■ **Extracted entries**:
- - - - - - -
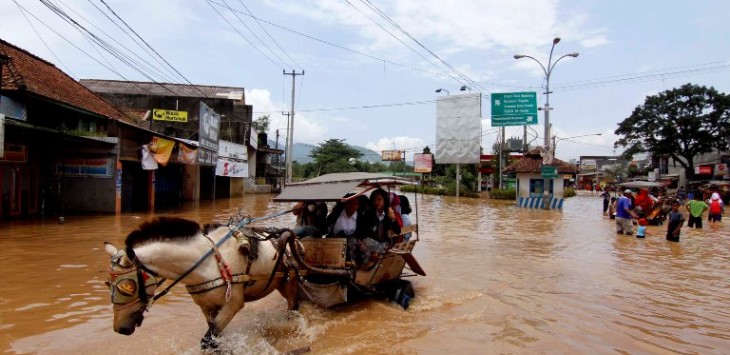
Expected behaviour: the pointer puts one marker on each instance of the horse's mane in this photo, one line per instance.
(163, 229)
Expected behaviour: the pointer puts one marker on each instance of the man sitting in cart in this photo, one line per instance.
(311, 219)
(367, 229)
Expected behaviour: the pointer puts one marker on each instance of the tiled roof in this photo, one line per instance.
(25, 71)
(163, 89)
(532, 162)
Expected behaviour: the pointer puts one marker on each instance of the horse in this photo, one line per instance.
(244, 268)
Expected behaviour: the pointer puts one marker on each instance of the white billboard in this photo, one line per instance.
(458, 129)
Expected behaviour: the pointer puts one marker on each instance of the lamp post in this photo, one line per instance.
(548, 71)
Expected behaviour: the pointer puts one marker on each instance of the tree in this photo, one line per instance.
(680, 123)
(333, 156)
(261, 124)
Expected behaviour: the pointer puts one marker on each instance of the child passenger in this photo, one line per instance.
(641, 231)
(612, 208)
(675, 219)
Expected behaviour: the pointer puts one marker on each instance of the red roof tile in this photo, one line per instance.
(25, 71)
(532, 162)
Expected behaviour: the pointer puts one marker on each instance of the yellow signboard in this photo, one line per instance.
(159, 114)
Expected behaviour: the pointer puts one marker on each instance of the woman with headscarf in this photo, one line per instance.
(717, 207)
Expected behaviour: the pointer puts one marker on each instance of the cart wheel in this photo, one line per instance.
(404, 293)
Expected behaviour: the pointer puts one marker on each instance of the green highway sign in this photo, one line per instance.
(549, 172)
(514, 109)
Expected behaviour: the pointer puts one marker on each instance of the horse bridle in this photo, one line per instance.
(129, 285)
(123, 284)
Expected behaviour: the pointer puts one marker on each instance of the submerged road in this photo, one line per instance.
(500, 280)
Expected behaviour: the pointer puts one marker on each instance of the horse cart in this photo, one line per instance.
(225, 265)
(331, 276)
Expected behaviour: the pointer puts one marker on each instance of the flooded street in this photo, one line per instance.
(500, 280)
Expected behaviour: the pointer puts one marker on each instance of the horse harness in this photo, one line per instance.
(124, 284)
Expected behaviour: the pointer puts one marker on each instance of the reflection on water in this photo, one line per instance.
(500, 280)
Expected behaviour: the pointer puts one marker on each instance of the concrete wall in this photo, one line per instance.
(524, 184)
(89, 195)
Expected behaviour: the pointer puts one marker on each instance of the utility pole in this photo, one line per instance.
(290, 129)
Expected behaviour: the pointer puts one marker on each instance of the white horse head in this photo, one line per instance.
(168, 248)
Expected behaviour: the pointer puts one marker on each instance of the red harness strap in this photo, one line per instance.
(223, 267)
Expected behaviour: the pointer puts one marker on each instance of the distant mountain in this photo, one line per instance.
(302, 151)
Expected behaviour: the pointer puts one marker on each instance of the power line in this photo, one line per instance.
(392, 22)
(168, 76)
(241, 34)
(337, 45)
(254, 33)
(40, 37)
(268, 34)
(402, 42)
(412, 103)
(152, 49)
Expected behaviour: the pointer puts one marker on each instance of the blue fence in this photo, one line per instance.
(539, 202)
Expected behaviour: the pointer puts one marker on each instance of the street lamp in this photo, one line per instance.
(547, 71)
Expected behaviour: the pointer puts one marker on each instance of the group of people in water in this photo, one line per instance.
(645, 207)
(369, 224)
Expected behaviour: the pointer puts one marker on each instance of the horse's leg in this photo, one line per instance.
(290, 290)
(219, 313)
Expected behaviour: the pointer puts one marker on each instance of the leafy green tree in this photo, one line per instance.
(333, 156)
(261, 124)
(680, 123)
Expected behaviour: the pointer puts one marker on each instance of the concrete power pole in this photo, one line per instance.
(290, 133)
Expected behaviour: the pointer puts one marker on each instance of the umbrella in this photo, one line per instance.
(641, 184)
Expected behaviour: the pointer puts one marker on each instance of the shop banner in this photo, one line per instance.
(392, 155)
(231, 168)
(703, 170)
(159, 114)
(187, 155)
(720, 169)
(94, 168)
(15, 153)
(161, 149)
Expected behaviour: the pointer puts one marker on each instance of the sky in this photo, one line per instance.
(371, 67)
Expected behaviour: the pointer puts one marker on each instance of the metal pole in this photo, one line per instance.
(458, 179)
(290, 129)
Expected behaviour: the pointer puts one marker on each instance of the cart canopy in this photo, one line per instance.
(333, 187)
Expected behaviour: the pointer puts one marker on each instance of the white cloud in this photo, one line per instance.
(473, 24)
(595, 41)
(306, 130)
(397, 143)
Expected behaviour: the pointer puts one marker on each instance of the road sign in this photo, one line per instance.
(549, 172)
(514, 109)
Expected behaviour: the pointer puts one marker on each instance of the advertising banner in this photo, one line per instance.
(703, 170)
(161, 149)
(15, 153)
(159, 114)
(187, 155)
(392, 155)
(231, 168)
(720, 169)
(458, 129)
(94, 168)
(422, 163)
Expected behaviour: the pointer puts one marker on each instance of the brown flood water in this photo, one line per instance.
(500, 280)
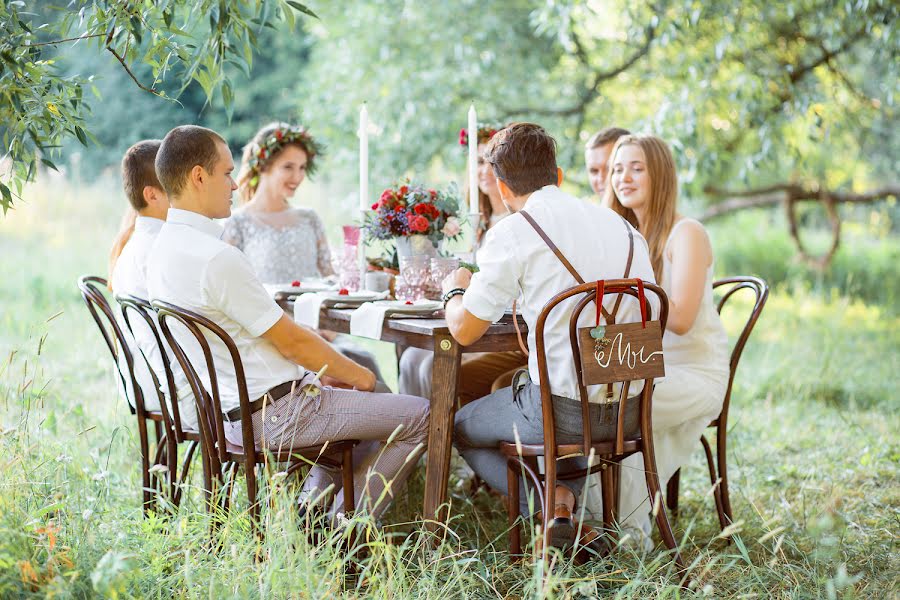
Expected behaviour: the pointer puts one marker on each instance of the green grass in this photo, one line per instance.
(814, 466)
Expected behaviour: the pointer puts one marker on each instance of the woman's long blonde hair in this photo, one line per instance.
(660, 213)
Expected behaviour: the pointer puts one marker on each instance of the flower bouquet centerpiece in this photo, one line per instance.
(417, 218)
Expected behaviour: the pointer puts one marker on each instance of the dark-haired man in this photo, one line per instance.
(193, 268)
(515, 261)
(596, 156)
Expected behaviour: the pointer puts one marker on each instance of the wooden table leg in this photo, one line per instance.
(444, 381)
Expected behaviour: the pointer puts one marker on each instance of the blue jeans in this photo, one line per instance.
(481, 425)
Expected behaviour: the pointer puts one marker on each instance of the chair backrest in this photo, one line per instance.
(760, 291)
(208, 402)
(171, 413)
(91, 288)
(588, 293)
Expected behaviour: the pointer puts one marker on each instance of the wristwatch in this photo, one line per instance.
(454, 292)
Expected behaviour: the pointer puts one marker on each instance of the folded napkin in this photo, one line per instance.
(307, 309)
(368, 320)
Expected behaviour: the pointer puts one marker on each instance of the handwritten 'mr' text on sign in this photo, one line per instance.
(630, 352)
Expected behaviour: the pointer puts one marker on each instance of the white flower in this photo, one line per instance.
(451, 228)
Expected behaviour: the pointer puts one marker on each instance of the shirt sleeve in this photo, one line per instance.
(232, 233)
(496, 284)
(232, 287)
(323, 262)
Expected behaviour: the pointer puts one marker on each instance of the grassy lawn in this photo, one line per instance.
(814, 465)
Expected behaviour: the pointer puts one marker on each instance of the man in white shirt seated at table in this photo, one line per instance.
(129, 277)
(191, 267)
(514, 261)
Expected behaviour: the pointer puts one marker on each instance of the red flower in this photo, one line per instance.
(419, 224)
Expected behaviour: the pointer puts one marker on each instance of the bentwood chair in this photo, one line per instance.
(718, 472)
(221, 457)
(94, 297)
(176, 434)
(522, 457)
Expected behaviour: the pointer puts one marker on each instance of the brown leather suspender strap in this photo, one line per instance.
(610, 317)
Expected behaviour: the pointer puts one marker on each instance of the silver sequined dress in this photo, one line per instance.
(282, 246)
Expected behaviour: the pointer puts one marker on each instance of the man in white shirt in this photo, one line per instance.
(191, 267)
(516, 262)
(129, 276)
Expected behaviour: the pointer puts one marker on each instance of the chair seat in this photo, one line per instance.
(600, 448)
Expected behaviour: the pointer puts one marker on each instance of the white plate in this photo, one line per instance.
(304, 287)
(399, 306)
(360, 296)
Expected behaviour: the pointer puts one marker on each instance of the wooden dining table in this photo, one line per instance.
(434, 335)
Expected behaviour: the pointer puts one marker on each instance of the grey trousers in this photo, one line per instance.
(481, 425)
(392, 429)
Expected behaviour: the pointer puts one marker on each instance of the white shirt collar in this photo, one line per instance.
(178, 216)
(538, 195)
(150, 225)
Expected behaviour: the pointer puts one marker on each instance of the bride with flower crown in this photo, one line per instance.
(284, 242)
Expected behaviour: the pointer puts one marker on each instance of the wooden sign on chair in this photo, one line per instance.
(625, 352)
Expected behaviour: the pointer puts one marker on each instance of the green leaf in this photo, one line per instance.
(7, 196)
(289, 17)
(79, 133)
(302, 9)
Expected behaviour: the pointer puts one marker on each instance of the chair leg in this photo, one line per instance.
(512, 507)
(549, 503)
(185, 470)
(610, 499)
(144, 441)
(714, 481)
(172, 455)
(672, 493)
(655, 491)
(250, 475)
(721, 447)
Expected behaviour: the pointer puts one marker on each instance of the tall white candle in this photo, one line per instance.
(473, 160)
(363, 159)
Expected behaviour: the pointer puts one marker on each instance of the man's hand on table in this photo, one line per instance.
(366, 381)
(460, 278)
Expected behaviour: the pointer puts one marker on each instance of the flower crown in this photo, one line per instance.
(485, 132)
(278, 139)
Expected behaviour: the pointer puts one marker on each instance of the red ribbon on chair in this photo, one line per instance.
(642, 300)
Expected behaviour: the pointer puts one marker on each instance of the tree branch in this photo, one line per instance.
(75, 39)
(130, 73)
(593, 89)
(827, 55)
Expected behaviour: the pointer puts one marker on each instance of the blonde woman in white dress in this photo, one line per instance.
(643, 188)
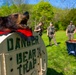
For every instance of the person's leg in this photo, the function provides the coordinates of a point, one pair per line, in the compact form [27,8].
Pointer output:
[72,36]
[69,36]
[54,40]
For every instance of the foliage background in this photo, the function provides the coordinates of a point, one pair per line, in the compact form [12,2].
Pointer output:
[43,11]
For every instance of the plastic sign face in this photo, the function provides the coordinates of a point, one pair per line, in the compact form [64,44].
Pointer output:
[21,57]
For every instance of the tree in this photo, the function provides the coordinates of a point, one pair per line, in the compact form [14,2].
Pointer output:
[42,12]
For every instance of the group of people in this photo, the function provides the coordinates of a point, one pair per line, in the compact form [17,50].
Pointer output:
[70,30]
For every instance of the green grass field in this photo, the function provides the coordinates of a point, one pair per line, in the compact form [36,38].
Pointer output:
[59,61]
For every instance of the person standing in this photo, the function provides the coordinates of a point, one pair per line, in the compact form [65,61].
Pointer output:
[38,29]
[70,31]
[51,33]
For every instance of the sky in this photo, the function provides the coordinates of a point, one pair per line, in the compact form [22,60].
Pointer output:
[57,3]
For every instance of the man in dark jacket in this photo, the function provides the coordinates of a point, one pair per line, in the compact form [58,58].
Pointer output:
[39,28]
[51,33]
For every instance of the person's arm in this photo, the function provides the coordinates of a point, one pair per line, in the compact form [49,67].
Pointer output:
[37,29]
[47,31]
[66,32]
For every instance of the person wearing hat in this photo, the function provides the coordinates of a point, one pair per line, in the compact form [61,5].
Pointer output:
[70,31]
[38,29]
[51,33]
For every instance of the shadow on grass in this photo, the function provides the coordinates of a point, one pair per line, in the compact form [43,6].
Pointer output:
[53,44]
[51,71]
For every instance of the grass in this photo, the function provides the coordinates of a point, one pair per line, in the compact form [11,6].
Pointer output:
[59,61]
- - - - - - -
■ **Exercise**: Copy, from the material above, each line in which the string "person" occurs.

■ **Written reply**:
For every instance of the person's leg in this photo, the function provides the coordinates of a point, one pair per line, in the compact form [27,8].
For every instance of the person standing in this photo, the function provides the coordinates of a point, one pair per line, in the compact form [65,61].
For every instance of the person's arm in this photo, the function provides the coordinates of a point, one pair per line, in the compact form [49,67].
For every instance of the person wearing hat in this photo, the function provides the coordinates of a point, one pair per line, in the compact form [61,5].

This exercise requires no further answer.